Data entries →

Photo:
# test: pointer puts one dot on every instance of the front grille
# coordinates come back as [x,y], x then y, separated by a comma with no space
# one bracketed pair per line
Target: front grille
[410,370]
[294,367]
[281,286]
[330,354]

==

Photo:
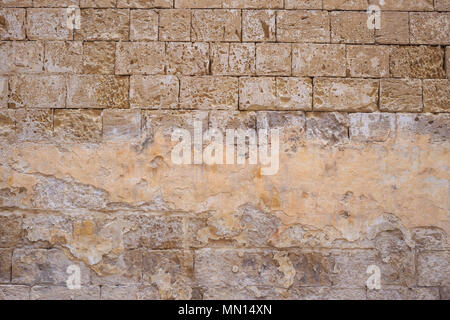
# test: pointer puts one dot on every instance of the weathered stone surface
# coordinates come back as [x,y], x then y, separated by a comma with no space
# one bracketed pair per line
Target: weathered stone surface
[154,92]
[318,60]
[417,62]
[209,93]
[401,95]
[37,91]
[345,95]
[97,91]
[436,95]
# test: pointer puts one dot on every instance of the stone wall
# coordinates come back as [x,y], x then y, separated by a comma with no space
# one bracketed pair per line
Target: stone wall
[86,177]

Given problem → Please show every line from the entries above that contains the word "instance", copying each line in full.

Exercise output →
# test: pointer puts one dot on every instance of the front grille
# test: pointer puts one dot on every instance of the weathered stone surface
# test: pointer puts one dot on every instance of the stone wall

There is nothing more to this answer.